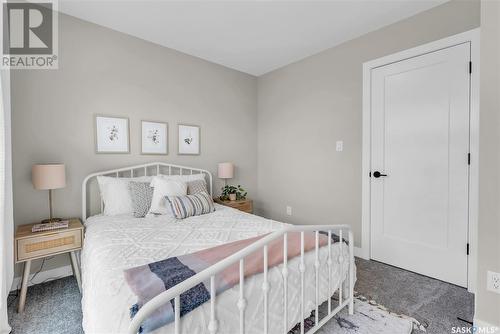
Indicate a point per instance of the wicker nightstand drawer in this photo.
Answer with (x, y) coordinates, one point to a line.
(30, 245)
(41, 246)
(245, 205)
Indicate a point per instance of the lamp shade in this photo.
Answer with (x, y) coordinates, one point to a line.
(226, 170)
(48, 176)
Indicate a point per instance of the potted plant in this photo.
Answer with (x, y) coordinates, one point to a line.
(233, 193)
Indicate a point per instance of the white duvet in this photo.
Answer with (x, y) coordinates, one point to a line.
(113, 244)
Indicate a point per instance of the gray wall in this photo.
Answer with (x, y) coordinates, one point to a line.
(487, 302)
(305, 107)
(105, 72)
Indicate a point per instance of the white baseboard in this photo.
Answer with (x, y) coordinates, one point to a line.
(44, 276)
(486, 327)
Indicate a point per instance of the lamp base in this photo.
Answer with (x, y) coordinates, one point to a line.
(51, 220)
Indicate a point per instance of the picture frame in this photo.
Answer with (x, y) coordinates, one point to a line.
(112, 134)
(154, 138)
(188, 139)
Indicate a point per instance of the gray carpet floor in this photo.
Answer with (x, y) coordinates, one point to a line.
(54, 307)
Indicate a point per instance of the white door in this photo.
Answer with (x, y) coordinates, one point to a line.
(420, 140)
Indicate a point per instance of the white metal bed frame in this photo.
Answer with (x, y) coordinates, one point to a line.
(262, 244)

————————

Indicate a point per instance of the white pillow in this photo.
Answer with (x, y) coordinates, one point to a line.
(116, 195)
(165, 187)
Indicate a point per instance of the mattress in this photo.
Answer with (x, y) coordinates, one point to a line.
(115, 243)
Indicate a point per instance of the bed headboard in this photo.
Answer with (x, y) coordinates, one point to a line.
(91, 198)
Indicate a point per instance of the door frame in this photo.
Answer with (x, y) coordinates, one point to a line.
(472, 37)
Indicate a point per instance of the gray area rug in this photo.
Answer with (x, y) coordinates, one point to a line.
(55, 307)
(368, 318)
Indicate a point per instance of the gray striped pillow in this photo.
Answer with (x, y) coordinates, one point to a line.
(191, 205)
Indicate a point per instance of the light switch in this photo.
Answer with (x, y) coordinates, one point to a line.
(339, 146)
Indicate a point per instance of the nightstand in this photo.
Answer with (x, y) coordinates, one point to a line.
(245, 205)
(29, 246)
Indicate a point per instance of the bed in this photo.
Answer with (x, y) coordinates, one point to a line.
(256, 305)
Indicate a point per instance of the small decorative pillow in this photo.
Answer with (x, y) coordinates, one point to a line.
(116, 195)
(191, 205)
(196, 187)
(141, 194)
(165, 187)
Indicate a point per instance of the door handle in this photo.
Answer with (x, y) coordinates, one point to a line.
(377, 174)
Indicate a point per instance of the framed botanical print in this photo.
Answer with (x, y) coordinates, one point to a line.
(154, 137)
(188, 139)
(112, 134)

————————

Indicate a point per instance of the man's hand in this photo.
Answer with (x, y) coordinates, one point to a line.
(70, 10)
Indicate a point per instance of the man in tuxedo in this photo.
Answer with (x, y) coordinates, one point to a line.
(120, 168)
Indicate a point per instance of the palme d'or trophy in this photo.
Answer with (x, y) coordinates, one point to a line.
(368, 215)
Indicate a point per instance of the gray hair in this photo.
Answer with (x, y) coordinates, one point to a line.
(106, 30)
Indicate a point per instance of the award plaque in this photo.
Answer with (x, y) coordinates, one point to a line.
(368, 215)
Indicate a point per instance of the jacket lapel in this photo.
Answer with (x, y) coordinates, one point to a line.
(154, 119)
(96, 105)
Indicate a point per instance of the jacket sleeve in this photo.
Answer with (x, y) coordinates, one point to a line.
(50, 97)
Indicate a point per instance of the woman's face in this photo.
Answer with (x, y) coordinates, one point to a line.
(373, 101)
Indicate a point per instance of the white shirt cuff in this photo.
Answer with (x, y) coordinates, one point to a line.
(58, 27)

————————

Exercise instructions | Among the entries above, find the line with "Indicate a point per instance of the gray carpet" and the line with "Indicate a point per instance of the white door"; give again exactly these two lines and all lines between them.

Expected answer |
Indicate a point per instance of the gray carpet floor in this photo.
Answer with (x, y) coordinates, one point to a line.
(54, 307)
Indicate a point per instance of the white door in this photo.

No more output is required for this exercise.